* Data listing *
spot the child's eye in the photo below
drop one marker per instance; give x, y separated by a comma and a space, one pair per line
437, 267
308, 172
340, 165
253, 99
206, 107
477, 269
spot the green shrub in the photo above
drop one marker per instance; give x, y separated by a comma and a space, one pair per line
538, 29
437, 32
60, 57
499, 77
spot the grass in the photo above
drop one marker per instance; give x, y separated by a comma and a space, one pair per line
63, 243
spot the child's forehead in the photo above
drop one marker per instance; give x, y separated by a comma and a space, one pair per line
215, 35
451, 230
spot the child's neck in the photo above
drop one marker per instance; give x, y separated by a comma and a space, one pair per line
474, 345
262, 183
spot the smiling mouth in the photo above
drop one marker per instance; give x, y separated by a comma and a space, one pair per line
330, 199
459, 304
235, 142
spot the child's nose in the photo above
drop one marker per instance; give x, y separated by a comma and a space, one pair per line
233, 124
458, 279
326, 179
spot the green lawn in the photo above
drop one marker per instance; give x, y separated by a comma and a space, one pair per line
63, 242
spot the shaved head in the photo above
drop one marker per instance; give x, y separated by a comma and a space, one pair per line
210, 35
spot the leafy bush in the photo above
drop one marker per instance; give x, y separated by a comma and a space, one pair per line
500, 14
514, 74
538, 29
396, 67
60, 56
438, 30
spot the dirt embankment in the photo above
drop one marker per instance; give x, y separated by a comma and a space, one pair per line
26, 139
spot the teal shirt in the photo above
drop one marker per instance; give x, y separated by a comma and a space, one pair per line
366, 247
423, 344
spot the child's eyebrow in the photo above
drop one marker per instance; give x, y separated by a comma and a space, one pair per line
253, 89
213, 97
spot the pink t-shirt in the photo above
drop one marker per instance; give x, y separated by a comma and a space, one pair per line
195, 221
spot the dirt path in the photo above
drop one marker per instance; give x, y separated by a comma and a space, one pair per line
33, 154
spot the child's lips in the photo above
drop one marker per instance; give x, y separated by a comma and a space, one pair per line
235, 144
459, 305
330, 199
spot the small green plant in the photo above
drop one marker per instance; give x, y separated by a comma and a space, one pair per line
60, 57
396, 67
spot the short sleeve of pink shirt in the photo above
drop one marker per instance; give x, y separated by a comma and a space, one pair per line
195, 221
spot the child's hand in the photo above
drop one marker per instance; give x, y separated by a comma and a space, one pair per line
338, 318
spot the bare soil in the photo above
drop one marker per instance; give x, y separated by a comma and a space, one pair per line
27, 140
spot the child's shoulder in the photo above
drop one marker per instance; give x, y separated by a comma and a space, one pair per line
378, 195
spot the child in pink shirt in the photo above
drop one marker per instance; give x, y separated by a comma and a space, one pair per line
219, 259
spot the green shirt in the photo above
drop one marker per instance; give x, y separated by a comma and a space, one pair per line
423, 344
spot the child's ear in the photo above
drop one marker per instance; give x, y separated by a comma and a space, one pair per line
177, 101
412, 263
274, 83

* What the task requires *
Tally up how many lines in the preceding listing contain the word "child". Give nothing but the number.

* Response to the task *
10